- [GOAL OF THE EXERCISE]: In the news report on patient consent below, what does Samira Kohli allege Dr. Prabha Manchanda removed?

- [TEXT PASSAGE]:
+++

Patient’s consent must for surgical interventions


Consent should be real; patient should have the capacity to consent: apex court
New Delhi: A doctor has to seek and secure the consent of the patient before commencing a ‘treatment’ including surgery and no part of the body can be removed without his/her consent, the Supreme Court held on Wednesday.

Giving this ruling, a three-Judge Bench comprising Justice B.N. Agrawal, Justice P.P. Naolekar and Justice R.V. Raveendran said “the consent so obtained should be real and valid; the patient should have the capacity and competence to consent; his consent should be voluntary; and his consent should be on the basis of adequate information concerning the nature of the treatment procedure, so that he knows what he is consenting to.”

The Bench gave this ruling while setting aside an order passed by the National Consumer Disputes Redress Commission rejecting the complaint of a 44-year-old woman, Samira Kohli, who alleged that the respondent, Dr. Prabha Manchanda, had removed her uterus, ovaries and fallopian tubes in May 1995.

Writing the judgment, Justice Raveendran said “the doctor should disclose the nature and procedure of the treatment and its purpose, benefits and effect; alternatives if any available; an outline of the substantial risks; and adverse consequences of refusing treatment. But there is no need to explain remote or theoretical risks involved, which may frighten or confuse a patient and result in refusal of consent for the necessary treatment.” The Bench made it clear that consent given only for a diagnostic procedure could not be considered as consent for therapeutic treatment. “Consent given for a specific treatment procedure will not be valid for conducting some other treatment procedure. The fact that the unauthorised additional surgery is beneficial to the patient, or that it would save considerable time and expense to the patient, or would relieve the patient from pain and suffering in future, are not grounds of defence in an action in tort for negligence or assault and battery.”

+++

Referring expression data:
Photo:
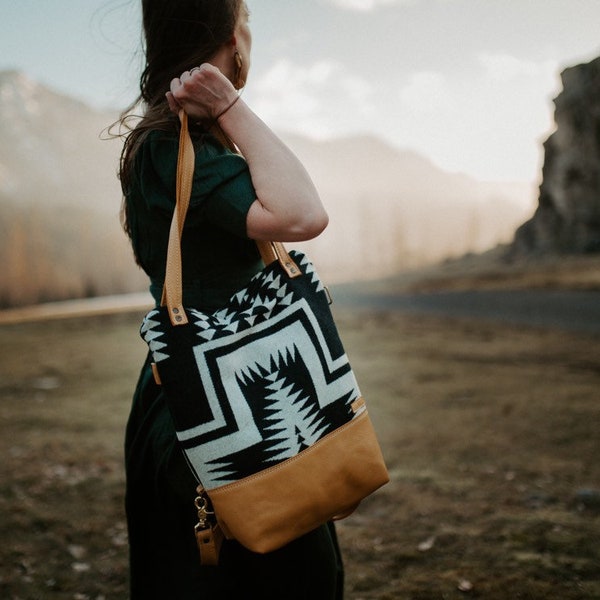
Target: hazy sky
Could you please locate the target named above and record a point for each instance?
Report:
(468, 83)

+++

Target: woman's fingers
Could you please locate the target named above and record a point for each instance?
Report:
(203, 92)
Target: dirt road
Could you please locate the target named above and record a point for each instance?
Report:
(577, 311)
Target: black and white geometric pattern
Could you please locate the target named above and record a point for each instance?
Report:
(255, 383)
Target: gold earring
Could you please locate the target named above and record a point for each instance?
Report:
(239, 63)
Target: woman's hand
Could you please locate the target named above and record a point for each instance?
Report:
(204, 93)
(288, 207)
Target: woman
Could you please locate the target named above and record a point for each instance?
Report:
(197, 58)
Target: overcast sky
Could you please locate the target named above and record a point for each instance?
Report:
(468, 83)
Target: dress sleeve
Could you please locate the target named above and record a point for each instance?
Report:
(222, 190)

+++

- [ANSWER BOX]: Her uterus, ovaries and fallopian tubes.